Newsmakers


Carrie Lund Cacioppo Quite an Act for Florida Rep

There seems no end to the fascinating characters she can bring to life at Florida Repertory Theatre

BY July 6, 2017

 

There’s a home in Fort Myers familiar to so many, it’s almost a part of the community. It’s come alive often over the years with string lights, tiki torches, fresh florals, incredible spreads of homemade food. But even on a quiet February afternoon void of Lee County’s who’s who, it’s alive in a way unusual for a physical structure.

Winding your way from the front door, you’ll see bright color claims nearly every surface but the home’s white exterior. A lifetime of photographs finds its way to every wall; curious and intimate treasures line every shelf. An enviously effortless mish-mosh of chairs, sofas, benches, tables invites you to pleasant pause at every turn. A tightly coiled staircase leads to a well-loved hammock; a rope hanging beneath it drops into a glittering pool. Rounded archways flanking the water provide escape to a Europe-evoking courtyard, and a rolling lawn awaits beyond. The home is happy, even exciting. Clearly, it says, “An artist lives here.”

That artist is Carrie Lund Cacioppo (along with her husband, Robert)—actress, co-founder and associate producer of Florida Repertory Theatre.

Beneath the creeping tendrils of the courtyard’s pergola, she puts forth a tray of tea and banana bread, offers monster lemons fresh from her trees. Soon, several hours of storytelling reveal that this house unfurls not unlike her life and career. Both are sprawling in the best way, eclectic collections that possess an anchoring heartbeat but make room for offshoots of exploration and desire.

Each experience led her to land in her current, multifaceted role of leading lady for Lee County’s hottest theater. Just last season she dazzled in a one-woman show as Erma Bombeck, gussied up to be the very New York Bunny in The House of Blue Leaves, dressed down for the gambling, gum-smacking Coral in Doublewide. Next season, she’s set to star as at least three more personas. Here, come to know better this child of theater.

 

Carrie is backed up against a refrigerator, not speaking, a mistress in hiding as her lover’s wife stumbles into the room. And though she’s at this moment shoved as far stage-right as possible, painted into the corner of the set, her presence is front-and-center.

→ **Extracted entries**
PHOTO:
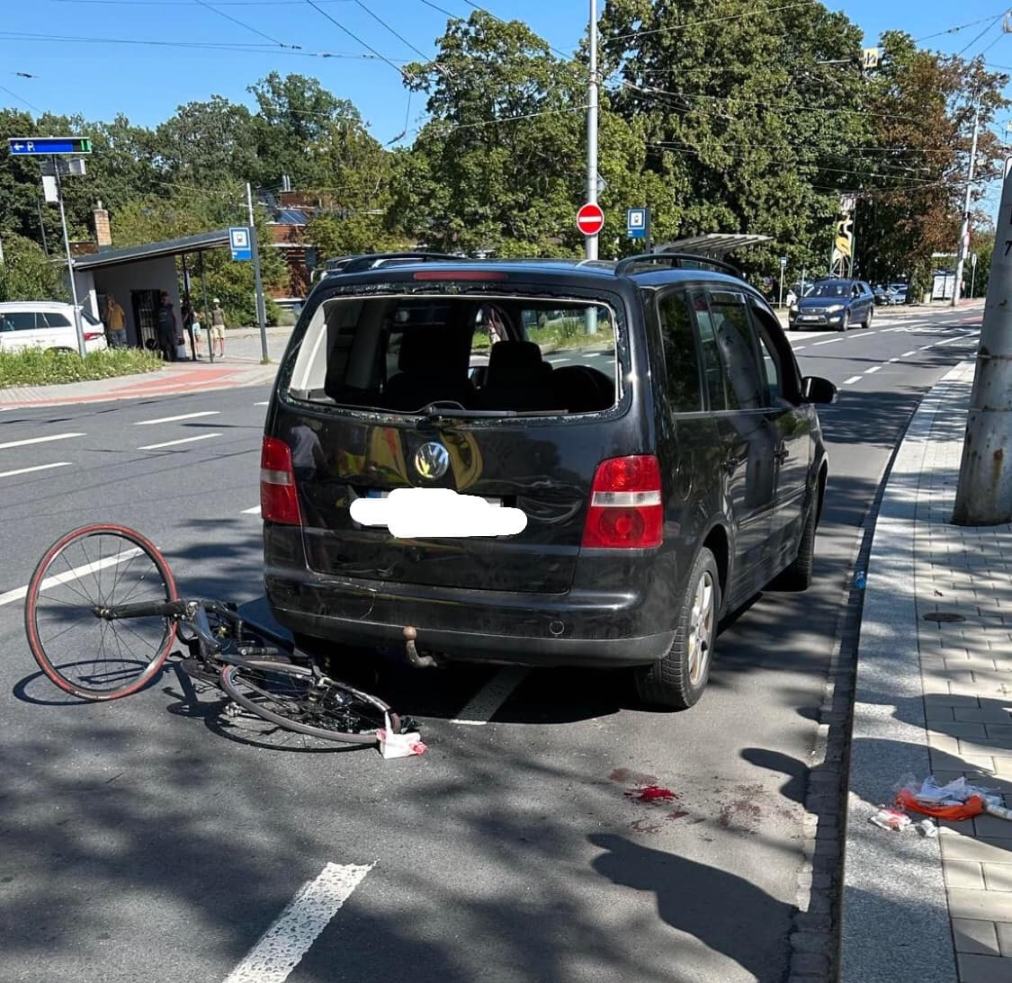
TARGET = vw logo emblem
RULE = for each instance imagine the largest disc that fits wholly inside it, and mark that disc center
(431, 461)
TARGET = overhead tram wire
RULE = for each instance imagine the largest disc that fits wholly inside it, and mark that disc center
(239, 47)
(398, 35)
(353, 36)
(246, 26)
(23, 101)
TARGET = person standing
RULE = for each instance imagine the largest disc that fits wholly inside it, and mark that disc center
(167, 332)
(218, 327)
(189, 317)
(115, 323)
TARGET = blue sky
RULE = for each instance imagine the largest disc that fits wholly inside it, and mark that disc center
(147, 82)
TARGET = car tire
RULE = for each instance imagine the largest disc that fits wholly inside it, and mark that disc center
(677, 679)
(797, 576)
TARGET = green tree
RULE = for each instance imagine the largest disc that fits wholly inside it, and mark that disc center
(26, 273)
(923, 104)
(743, 117)
(207, 142)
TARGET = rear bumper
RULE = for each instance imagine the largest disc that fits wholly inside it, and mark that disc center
(577, 629)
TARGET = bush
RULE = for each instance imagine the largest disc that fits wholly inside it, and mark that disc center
(44, 366)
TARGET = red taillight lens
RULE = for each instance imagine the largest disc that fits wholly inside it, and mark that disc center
(625, 507)
(278, 495)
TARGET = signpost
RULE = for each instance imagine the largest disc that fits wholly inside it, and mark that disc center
(55, 147)
(239, 240)
(590, 219)
(638, 225)
(46, 146)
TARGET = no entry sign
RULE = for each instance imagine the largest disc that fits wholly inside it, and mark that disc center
(590, 219)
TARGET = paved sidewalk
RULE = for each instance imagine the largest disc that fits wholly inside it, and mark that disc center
(933, 695)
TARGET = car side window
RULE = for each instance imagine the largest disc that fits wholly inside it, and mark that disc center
(712, 372)
(739, 355)
(679, 352)
(19, 321)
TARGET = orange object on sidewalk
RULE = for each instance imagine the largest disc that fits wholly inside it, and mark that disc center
(974, 806)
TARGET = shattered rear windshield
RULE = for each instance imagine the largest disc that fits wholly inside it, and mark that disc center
(408, 354)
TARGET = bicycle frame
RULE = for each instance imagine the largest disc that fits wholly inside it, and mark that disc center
(191, 615)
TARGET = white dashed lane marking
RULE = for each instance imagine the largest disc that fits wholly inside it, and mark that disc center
(282, 946)
(172, 419)
(54, 436)
(172, 443)
(18, 593)
(491, 697)
(26, 471)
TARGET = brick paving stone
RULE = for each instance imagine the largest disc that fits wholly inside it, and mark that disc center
(975, 935)
(992, 905)
(984, 969)
(998, 877)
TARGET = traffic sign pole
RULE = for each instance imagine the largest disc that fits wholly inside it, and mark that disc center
(70, 264)
(261, 311)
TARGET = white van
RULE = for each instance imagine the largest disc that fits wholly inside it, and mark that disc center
(47, 324)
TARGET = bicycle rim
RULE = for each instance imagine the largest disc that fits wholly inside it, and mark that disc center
(289, 697)
(85, 655)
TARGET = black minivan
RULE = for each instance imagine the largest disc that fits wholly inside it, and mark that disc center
(540, 463)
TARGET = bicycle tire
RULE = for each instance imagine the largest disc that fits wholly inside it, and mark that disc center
(151, 664)
(232, 681)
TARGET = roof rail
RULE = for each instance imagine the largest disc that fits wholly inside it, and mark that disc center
(369, 260)
(680, 260)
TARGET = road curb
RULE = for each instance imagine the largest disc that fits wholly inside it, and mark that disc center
(895, 921)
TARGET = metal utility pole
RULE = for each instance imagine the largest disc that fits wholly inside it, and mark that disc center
(261, 311)
(591, 241)
(984, 496)
(70, 262)
(964, 228)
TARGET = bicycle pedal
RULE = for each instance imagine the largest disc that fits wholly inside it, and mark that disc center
(198, 670)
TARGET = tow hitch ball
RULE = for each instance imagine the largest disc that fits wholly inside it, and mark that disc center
(418, 659)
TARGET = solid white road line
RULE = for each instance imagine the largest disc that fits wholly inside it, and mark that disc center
(491, 697)
(61, 578)
(172, 419)
(281, 947)
(25, 471)
(172, 443)
(55, 436)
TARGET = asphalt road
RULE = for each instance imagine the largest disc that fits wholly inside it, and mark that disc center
(148, 840)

→ **Given instruction**
Reproduce the part of the Carrie Lund Cacioppo profile between "That artist is" and "exploration and desire.", inclusive. The listing isn't needed for anything here.

→ **Reply**
That artist is Carrie Lund Cacioppo (along with her husband, Robert)—actress, co-founder and associate producer of Florida Repertory Theatre.

Beneath the creeping tendrils of the courtyard’s pergola, she puts forth a tray of tea and banana bread, offers monster lemons fresh from her trees. Soon, several hours of storytelling reveal that this house unfurls not unlike her life and career. Both are sprawling in the best way, eclectic collections that possess an anchoring heartbeat but make room for offshoots of exploration and desire.